_How to complete this task_
Copy word for word the part of the licensing comments below between "Just like when" and "a new solution.", inclusive.

_Excerpt_
I think that the next interim step is to revise the ECL and remove the copyleft clause. Not change another word. Submit this to GNU to see if GNU would declare it GPL-compatible. If GNU sees ECL 1.1 as GPL-Compatible submit the license to OSI – OSI will claim licens proliferation – but based on the analysis above – Uh – there is no suitable license available (Modified BSD is the closest).

If GNU declares ECL 1.1 as not Compatible with the GPL or if OSI refuses to accept ECL 1.1 – then I would suggest that we pitch it ECL and simply go with Modified BSD. I do not like this because ECL has more modern wording (see also ZOPE) and includes some nice “state the obvious clauses”.

I feel in my heart that this is an interim step and that eventually Apache and GPL will work things out and Some version of Apache will be GPL-compatible. On that day, I would drop the ECL in a heartbeat and switch to Apache.

Placing my Comments in the Overall Meeting

My comments in this document are solely focused on the choice of license of the final product.

Looking back at the Sakai experience – the Contributor Agreements have been a far more complex issue and the Apache CLA’s that we adopted in Sakai have had real challenges as they CLA’s have been examined by various organizations and found to have legally unacceptable clauses in them. Because much of Apache’s participation is centered on the individual and not the organization – the Apache CLAs are sufficient for Apache.

Clearly project like Sakai, Kuali, and the Student Services project are characterized by the significant involvement of organizations in addition to individuals. Some of the legal exchange in the Apache that individuals just ignore and sign when joining Apache (I signed a 30 page document when I joined JSR-286 as an individual) are simply not acceptable when a university officer is signing the document. This is particularly true when Universities do have wide ranging patent portfolios and other aspects.

I think that what this group needs to talk about is to fully tease out the right/responsibility flow in the CLA’s and make the right choices by finding the right balancing point. In essence the discussion of a CLA that is Higher Ed focused is breaking wonderful new ground and ground that needs exploration. The current CLAs that we see work OK for individuals and kind of OK for companies – but need some adjustment for Universities.

Just like when Apache had to go form a simple individual oriented CLA to a corporate CLA – when presented with a unique new problem – with demonstrated new use cases – we need to build a new solution.

I will just state for the record that I am completely *not* an expert on CLAs and as such not much use in a CLA discussion – I feel that the people coming to this meeting are ideally suited to make some wonderful progress on evolving a new for of CLA that will meet the needs of higher education IP and TT. My guess is that it will be a variation on the Apache CLA that ends up looking at the experience of customizing that to fit the various schools.

Another important secondary topic is the discussion of a Membership agreement for organizations like Kuali Foundation and Sakai Foundation which use consortium-style memberships . We find that we are evolving our understanding of membership agreements as we negotiate each membership agreement with each new member. Again, like the CLA, policies, laws and procedures at some schools simply make it impossible to sign an unmodified membership agreement. To me this territory is even less charted than the CLA area which is about 2/3 charted by Apache. SO if the group has time left over after talking about CLAs for two days – perhaps membership agreements could be a fresh topic to consider.

The key distinction is that the license is how we license the output of our collaboration and the contributor and membership agreements define the legal structures which we use to work together so as to *produce* the product. Lets keep those separate. Membership agreements and CLA’s are the backbone for the business model for university participation in consortial development. We do not need to push our “business model” up into the license agreement.

Good luck to you and have a successful meeting.

_Supplied material_
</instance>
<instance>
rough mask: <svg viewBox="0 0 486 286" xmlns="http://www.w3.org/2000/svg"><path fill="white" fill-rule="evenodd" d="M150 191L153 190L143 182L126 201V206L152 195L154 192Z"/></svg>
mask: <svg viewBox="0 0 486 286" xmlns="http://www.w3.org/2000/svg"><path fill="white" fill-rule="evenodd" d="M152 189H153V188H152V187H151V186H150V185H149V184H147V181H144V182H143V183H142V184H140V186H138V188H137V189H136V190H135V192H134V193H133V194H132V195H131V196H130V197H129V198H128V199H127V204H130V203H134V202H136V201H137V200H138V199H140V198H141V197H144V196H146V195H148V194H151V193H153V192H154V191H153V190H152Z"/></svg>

_Result of this task_
Just like when Apache had to go form a simple individual oriented CLA to a corporate CLA – when presented with a unique new problem – with demonstrated new use cases – we need to build a new solution.